Write out every record in full, keeping each character exactly as it is.

[[ Input open ]]

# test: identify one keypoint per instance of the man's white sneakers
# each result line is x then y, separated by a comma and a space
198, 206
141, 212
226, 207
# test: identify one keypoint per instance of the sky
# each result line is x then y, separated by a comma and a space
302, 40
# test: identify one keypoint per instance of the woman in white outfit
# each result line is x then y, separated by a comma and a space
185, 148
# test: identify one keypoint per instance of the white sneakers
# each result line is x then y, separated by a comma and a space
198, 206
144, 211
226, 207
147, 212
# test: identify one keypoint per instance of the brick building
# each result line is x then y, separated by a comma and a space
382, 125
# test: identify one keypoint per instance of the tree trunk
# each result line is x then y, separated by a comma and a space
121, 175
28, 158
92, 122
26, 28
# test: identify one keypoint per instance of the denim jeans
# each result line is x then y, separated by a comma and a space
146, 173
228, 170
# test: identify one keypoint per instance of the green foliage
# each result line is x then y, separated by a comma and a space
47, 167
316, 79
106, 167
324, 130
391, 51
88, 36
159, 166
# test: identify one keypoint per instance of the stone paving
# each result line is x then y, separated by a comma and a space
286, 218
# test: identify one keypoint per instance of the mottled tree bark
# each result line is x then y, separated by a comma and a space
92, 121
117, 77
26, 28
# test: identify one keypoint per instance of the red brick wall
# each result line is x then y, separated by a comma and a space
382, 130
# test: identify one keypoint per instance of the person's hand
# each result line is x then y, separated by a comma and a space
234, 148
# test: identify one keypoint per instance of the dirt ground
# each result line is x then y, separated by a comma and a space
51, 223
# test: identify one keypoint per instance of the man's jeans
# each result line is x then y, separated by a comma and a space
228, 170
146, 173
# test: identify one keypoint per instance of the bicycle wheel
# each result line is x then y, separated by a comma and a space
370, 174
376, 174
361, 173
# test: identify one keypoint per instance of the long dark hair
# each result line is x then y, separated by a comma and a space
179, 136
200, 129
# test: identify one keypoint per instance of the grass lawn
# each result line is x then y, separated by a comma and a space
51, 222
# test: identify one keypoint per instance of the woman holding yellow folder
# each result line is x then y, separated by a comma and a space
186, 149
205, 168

[[ Input closed ]]

Task solution:
# test: identify one keypoint per instance of the man's white sneakers
# each result line is x then y, separated by a comma and a space
198, 206
141, 212
226, 207
# test: identify one keypoint per instance of the sky
# each result line is x then y, separated by a comma and a space
302, 40
# test: identify one keypoint per instance of the woman in white outfit
# each result line is x then y, separated by a comma and a space
185, 148
# test: identify one keypoint per instance of the white sneakers
# each result line is x then y, separated by a comma and a space
198, 206
144, 211
226, 207
147, 212
# test: identify one keypoint per instance of the brick building
# each result line is x then y, separated by a comma and a space
382, 125
# test: identify one keypoint per instance of the tree trunk
# each result line is x then y, separated by a comma and a space
121, 175
28, 158
92, 122
26, 28
# test: identify one keypoint per instance of the denim jeans
# each result line is x then y, separated by a comma and a space
146, 173
228, 170
# test: identify one keypoint per instance of the green foliage
# each result line is x then y, separated by a comma and a space
47, 167
316, 79
106, 167
324, 130
391, 51
88, 36
159, 166
# test: identify one keypoint per instance of the stone paving
# each result line is x then y, separated by a comma and a space
286, 218
# test: identify one keypoint per instance of the mottled tree bark
# each result line is x then y, separated by a comma and a space
92, 121
117, 77
26, 28
# test: identify one keypoint per instance of the red brick wall
# each result line is x then y, separated by a comma and a space
382, 130
# test: identify one keypoint per instance of the person's hand
# each result line is x then y, separated by a comma and a space
234, 148
# test: identify one keypoint per instance of the dirt ground
# each result line is x then y, separated by a comma and a space
51, 223
# test: identify one keypoint per instance of the man's jeans
# each result line is x then y, separated by a comma and a space
228, 170
146, 173
# test: identify one keypoint per instance of the bicycle wheel
# each result line is x then y, separated by a comma and a space
370, 174
376, 174
361, 173
# test: identify one keypoint per instance of the long dark hair
# each result line is x then y, separated by a comma and a space
179, 136
200, 129
# test: identify one keypoint per instance of the grass lawn
# each result line is x then y, separated by a comma and a space
51, 222
# test: identify one keypoint per instance of the woman holding yellow folder
# each result line is x then y, separated by a comma and a space
186, 149
205, 168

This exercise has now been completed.